## Exercise materials
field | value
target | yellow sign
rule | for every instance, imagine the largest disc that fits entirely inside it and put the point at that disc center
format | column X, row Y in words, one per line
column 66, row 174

## Exercise instructions
Rewrite all of the material above as a numbered list, one line per item, leaving out any blank lines.

## Exercise output
1. field | value
2. target | yellow sign
3. rule | for every instance, imagine the largest disc that fits entirely inside it and put the point at that disc center
4. format | column X, row Y in words, one per line
5. column 66, row 174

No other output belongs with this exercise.